> [What to do]: Edit the material below so that each occurrence of "Practice step" reads "Training step", and reproduce every line with no other change.

(Entries drawn from a collection)
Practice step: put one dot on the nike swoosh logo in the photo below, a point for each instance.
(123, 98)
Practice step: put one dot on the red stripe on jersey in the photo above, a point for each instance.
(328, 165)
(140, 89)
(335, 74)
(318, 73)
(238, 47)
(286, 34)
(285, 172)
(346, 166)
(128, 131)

> [Worked answer]:
Training step: put one dot on the nike swoosh logo in the photo below, a point for each instance.
(123, 98)
Training step: put one dot on the red stripe on jersey in the photo above, a point for each instance.
(328, 165)
(140, 89)
(335, 74)
(318, 73)
(238, 47)
(286, 34)
(285, 172)
(346, 166)
(128, 131)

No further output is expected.